[Dataset entries]
++++++
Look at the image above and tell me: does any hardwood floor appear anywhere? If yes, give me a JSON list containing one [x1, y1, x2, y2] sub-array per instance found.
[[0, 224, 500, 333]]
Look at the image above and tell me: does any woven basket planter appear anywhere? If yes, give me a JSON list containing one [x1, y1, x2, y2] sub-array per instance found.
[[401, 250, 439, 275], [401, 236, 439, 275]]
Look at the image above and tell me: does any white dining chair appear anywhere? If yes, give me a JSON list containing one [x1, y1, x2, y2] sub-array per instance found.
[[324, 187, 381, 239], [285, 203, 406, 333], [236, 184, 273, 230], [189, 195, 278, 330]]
++++++
- [Problem to solve] Copy each of the dataset entries above verbatim, leaving every character unchanged.

- [Response]
Look at the image above and tell me: does any hardwood floor appear anywhere? If yes, give me a JSON list containing one [x1, y1, x2, y2] sub-array per instance found.
[[0, 224, 500, 333]]
Look at the image above and tell me: does any woven basket planter appear anywhere? If yes, give me a JSON list containing one [x1, y1, x2, y2] sub-array per instance found.
[[401, 250, 439, 275], [401, 236, 439, 275]]
Look at the image above and tell me: does any white dining chair appear anywhere? If yes, give me a JSON list containing one [x1, y1, x2, y2] sub-array per instance found.
[[324, 187, 381, 239], [285, 203, 406, 333], [236, 184, 273, 230], [189, 195, 278, 330]]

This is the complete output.